#### WHAT YOU NEED TO DO
The data follows this line. Copy verbatim the line with "Task: put a point on every instance of the dark sock" and each line after it to the end.

[Named-object pointing records]
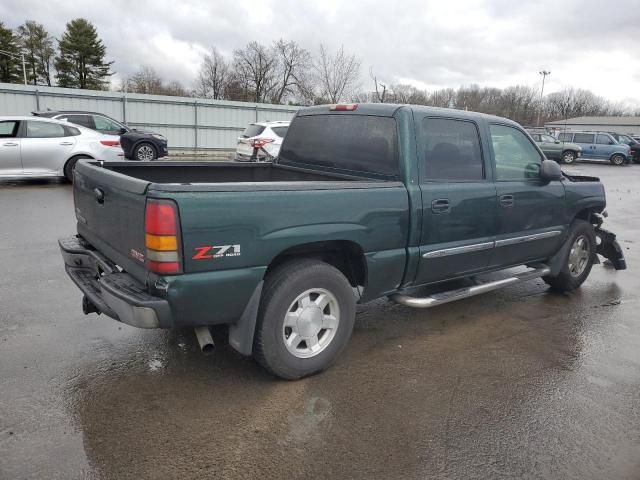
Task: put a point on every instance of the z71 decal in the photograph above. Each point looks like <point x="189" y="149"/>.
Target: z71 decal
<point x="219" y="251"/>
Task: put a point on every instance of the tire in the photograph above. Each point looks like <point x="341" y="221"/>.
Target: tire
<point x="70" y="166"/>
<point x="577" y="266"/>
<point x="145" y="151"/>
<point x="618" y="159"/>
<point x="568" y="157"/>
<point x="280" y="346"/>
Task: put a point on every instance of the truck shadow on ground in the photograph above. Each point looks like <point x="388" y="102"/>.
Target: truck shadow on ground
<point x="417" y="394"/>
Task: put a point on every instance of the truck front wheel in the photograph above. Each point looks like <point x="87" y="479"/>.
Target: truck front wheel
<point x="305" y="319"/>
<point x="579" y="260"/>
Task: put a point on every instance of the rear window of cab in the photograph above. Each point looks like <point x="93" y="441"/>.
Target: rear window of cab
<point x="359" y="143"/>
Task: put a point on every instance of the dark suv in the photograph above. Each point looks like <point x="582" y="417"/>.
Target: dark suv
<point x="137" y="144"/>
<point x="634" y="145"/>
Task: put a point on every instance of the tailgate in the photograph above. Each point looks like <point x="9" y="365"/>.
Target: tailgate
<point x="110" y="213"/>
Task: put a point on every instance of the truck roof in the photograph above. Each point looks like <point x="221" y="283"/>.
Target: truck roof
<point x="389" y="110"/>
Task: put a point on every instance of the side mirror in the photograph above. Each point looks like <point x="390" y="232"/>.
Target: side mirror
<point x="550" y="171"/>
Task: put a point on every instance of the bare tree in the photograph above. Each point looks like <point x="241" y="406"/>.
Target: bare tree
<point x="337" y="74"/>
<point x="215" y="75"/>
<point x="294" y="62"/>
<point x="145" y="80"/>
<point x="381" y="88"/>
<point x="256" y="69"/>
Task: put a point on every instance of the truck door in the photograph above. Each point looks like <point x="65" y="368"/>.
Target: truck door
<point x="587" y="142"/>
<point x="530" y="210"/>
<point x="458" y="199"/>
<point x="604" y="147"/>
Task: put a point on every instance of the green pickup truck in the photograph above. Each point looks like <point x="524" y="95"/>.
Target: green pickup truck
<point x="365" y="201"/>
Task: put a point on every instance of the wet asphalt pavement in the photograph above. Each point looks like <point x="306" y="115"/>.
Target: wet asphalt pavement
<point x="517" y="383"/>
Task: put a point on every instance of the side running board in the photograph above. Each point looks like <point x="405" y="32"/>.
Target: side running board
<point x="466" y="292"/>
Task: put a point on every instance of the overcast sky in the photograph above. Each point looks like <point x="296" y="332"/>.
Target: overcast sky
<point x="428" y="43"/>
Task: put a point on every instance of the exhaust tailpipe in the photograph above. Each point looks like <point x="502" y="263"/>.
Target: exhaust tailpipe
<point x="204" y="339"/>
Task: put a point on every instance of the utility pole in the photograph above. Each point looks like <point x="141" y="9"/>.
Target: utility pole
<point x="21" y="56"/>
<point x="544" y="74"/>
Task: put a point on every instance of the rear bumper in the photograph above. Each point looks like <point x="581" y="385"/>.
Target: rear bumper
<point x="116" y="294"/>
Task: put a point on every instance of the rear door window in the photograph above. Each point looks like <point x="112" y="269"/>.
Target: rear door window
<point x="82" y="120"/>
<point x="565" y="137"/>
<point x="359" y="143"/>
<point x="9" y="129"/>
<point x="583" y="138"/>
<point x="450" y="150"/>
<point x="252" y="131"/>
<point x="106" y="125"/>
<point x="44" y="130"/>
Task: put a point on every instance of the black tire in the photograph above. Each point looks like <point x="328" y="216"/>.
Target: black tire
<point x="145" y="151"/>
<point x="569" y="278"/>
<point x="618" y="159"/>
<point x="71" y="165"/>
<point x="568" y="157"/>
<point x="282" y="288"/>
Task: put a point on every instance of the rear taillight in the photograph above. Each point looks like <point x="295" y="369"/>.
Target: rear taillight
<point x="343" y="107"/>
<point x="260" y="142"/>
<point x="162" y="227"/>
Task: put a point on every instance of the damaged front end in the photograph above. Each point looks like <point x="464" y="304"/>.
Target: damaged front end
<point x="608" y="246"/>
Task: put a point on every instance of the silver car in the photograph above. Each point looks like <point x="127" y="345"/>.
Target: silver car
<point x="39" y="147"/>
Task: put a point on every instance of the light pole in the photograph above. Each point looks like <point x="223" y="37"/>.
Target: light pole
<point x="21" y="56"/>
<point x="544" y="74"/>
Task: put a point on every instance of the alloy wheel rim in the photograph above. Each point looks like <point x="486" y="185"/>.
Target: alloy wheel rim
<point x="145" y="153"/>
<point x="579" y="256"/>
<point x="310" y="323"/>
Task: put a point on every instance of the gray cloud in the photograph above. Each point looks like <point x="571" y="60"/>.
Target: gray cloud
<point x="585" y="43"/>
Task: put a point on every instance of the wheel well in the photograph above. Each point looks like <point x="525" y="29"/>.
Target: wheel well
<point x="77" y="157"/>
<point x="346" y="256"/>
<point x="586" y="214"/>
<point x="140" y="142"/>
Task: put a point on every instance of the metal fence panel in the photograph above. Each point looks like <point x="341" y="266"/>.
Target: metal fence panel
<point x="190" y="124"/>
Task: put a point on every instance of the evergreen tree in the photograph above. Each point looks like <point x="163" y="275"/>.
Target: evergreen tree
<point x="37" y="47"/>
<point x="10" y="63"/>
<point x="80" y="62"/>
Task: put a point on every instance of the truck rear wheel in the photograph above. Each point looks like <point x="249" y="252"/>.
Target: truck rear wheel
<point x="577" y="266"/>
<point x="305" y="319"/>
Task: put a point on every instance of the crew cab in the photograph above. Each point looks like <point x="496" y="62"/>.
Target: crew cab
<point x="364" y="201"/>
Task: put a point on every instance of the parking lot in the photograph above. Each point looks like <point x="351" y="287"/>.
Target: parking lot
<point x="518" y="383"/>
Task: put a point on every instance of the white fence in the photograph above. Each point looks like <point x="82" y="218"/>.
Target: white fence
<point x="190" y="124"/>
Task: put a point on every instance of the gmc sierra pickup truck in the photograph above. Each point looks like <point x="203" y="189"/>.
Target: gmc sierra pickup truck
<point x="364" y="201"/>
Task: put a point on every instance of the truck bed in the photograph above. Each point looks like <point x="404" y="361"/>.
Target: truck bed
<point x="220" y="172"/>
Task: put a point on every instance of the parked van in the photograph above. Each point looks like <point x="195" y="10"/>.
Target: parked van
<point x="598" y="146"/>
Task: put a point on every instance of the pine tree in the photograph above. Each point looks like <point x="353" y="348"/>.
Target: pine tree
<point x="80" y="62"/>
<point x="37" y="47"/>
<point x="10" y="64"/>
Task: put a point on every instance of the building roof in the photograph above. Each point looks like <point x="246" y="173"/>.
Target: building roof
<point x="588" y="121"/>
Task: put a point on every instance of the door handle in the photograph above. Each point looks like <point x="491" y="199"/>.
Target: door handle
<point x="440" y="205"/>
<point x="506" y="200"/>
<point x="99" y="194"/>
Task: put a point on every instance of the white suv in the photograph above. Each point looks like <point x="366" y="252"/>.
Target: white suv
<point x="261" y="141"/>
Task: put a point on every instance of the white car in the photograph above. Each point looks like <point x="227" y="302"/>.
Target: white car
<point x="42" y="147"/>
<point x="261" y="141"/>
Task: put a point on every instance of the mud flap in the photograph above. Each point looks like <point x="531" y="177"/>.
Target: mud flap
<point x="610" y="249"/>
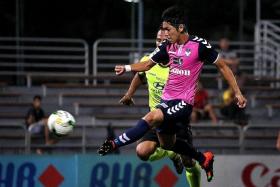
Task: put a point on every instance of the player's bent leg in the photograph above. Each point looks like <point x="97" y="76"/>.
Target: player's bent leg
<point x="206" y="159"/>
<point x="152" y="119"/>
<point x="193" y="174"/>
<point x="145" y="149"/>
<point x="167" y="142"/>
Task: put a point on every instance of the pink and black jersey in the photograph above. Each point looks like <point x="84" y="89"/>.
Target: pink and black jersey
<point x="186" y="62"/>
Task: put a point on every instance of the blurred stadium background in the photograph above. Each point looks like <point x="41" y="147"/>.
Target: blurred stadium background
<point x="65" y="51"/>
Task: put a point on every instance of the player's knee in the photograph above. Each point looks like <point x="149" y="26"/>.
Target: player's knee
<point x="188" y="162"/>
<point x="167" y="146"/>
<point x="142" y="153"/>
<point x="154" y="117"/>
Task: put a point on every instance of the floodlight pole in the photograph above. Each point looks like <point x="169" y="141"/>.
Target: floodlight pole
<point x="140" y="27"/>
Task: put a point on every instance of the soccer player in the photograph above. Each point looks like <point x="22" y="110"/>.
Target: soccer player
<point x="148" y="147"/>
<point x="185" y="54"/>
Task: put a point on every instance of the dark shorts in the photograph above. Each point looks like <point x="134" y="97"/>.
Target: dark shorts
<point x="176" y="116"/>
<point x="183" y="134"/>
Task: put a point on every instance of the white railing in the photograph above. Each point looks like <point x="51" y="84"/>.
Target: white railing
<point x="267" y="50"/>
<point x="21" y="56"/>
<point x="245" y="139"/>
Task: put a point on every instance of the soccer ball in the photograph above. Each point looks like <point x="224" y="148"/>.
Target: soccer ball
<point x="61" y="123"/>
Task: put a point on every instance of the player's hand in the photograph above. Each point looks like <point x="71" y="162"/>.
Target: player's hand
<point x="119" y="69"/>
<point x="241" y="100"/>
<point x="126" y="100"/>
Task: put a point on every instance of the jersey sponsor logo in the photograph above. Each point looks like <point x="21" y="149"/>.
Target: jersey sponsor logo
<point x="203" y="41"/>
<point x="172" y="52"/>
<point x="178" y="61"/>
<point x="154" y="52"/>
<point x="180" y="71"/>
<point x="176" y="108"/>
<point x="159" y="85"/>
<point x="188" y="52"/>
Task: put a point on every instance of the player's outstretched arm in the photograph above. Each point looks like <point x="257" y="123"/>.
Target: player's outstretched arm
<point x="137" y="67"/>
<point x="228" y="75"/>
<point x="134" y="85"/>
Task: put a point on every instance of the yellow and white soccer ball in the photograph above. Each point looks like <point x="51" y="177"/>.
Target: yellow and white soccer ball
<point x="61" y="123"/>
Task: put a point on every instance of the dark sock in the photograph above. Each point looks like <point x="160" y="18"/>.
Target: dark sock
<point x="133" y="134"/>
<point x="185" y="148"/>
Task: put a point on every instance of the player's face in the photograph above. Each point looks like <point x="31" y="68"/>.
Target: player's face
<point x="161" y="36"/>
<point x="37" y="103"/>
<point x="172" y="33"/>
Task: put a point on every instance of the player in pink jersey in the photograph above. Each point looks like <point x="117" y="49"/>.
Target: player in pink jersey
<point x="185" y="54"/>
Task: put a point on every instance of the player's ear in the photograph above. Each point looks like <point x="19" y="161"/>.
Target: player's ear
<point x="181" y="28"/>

#### EXERCISE OUTPUT
Task: put a point on every instance of the dark sock in the photograph above. Each point looks like <point x="160" y="18"/>.
Target: dark sock
<point x="133" y="134"/>
<point x="185" y="148"/>
Task: put a point on every instance of the player's face in the photograph above. Each point looks like <point x="31" y="68"/>.
Target: player's face
<point x="161" y="36"/>
<point x="37" y="103"/>
<point x="172" y="33"/>
Task: put a point on every instance of the player in pink jersey in the photograph above. Each point looks like <point x="117" y="49"/>.
Target: player in pink jersey
<point x="185" y="54"/>
Task: put a point on every instance of the player's ear in the photograph above. Each point looks like <point x="19" y="161"/>.
Target: player's ear
<point x="181" y="28"/>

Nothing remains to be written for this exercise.